Fiscal Year 2014 Annual Outlook

For fiscal year 2014, the Company continues to expect net sales revenue in the
range of $1.29 billion to $1.32 billion, and diluted EPS in the range of $3.13
to $3.23, which includes the non-cash asset impairment charges of $0.37 per
share recorded in the first quarter of fiscal year 2014. The Company expects
adjusted diluted EPS to be in the range of $3.50 to $3.60, which is consistent
with the Company’s previous guidance. The earnings guidance reflects the
negative impact of the difficult retail environment, a normal cold/cough/flu
season, product cost increases across all segments, an increase in non-cash
compensation expense for the Company’s CEO, and an incentive compensation
program for the Healthcare/Home Environment segment. The Company expects
capital expenditures for fiscal year 2014 to be in the range of $40 million to
$45 million, with approximately $33 million related to the completion of the
Company’s new 1.3 million square foot distribution center in Olive Branch,
Mississippi.

Conference Call and Webcast

The Company will conduct a teleconference in conjunction with today's earnings
release. The teleconference begins at 4:45 pm Eastern Time today, Thursday,
January 9, 2014. Institutional investors and analysts interested in
participating in the call are invited to dial (888) 417-8465. The conference
call will also be available to interested parties through a live webcast at
www.hotus.com. Please visit the website and select the “Investor Relations”
link at least 15 minutes prior to the start of the call to register and
download any necessary software.

A telephone replay of the call will be available until 11:59 pm Eastern Time
on January 16, 2014, by dialing (877) 570-5176 (domestic) or (858) 384-5517
(international) and entering the conference replay number: 8376226. Please
note participants must enter the conference identification number in order to
access the replay.
####
**Written instruction 1**
According to the earnings release, what range does the Company expect for its fiscal year 2014 capital expenditures?
**Written instruction 2**
Proceed with the earnings release, writing on from its final sentence.
The lines that come next are drawn from a separate source and have no connection to the earnings release.

**Data block**
####
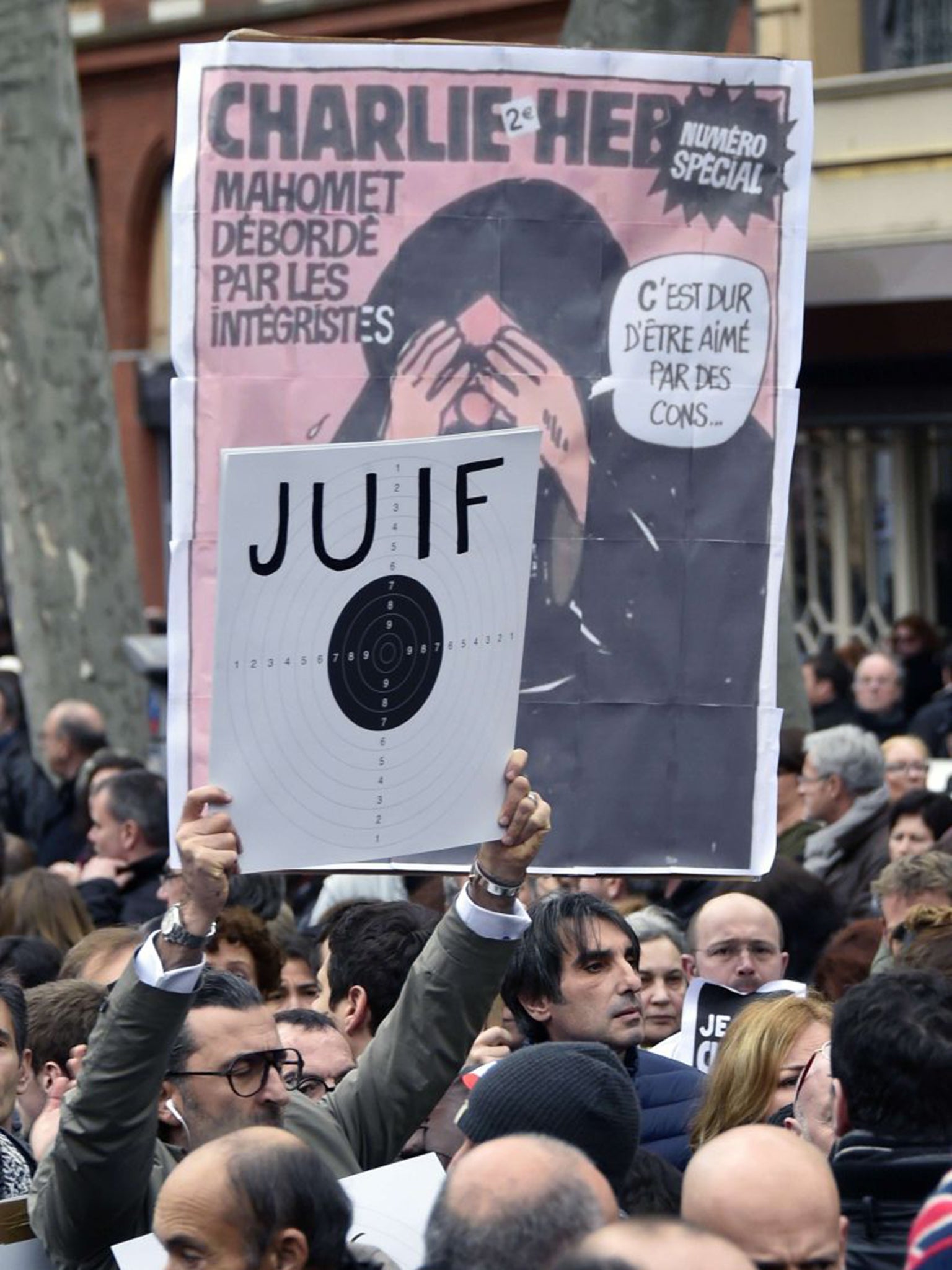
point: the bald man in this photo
####
**Reply 1**
$40 million to $45 million

**Reply 2**
About Helen of Troy Limited:

About Helen of Troy Limited: Helen of Troy Limited is a leading global
consumer products company offering creative solutions for its customers
through a strong portfolio of well-recognized and widely-trusted brands,
including: Housewares: OXO®, Good Grips®, Soft Works®, OXO tot® and OXO
Steel®; Healthcare/Home Environment: Vicks®, Braun®, Honeywell®, PUR®,
Febreze®, Stinger®, Duracraft® and SoftHeat®; and Personal Care: Revlon®,
Vidal Sassoon®, Dr. Scholl's®, Pro Beauty Tools®, Sure®, Pert®, Infusium23®,
Brut®, Ammens®, Hot Tools®, Bed Head®, Karina®, Ogilvie® and Gold 'N Hot®. The
Honeywell® trademark is used under license from Honeywell International Inc.
The Vicks®, Braun®, Febreze® and Vidal Sassoon® trademarks are used under
license from The Procter & Gamble Company. The Revlon® trademark is used under
license from Revlon Consumer Products Corporation. The Bed Head® trademark is
used under license from Unilever PLC. The Dr. Scholl's® trademark is used
under license from MSD Consumer Care, Inc.

For in-depth information about Helen of Troy, please visit www.hotus.com.

Non-GAAP Financial Measures:

The Company reports and discusses its operating results using financial
measures consistent with accounting principles generally accepted in the
United States of America (“GAAP”). To supplement its presentation, the Company
discloses certain financial measures that may be considered non-GAAP financial
measures, such as adjusted operating income, adjusted income, adjusted diluted
EPS, EBITDA and adjusted EBITDA, which are presented in an accompanying table
to this press release along with a reconciliation of these financial measures
to their corresponding GAAP based measures presented in the Company’s
consolidated condensed statements of income.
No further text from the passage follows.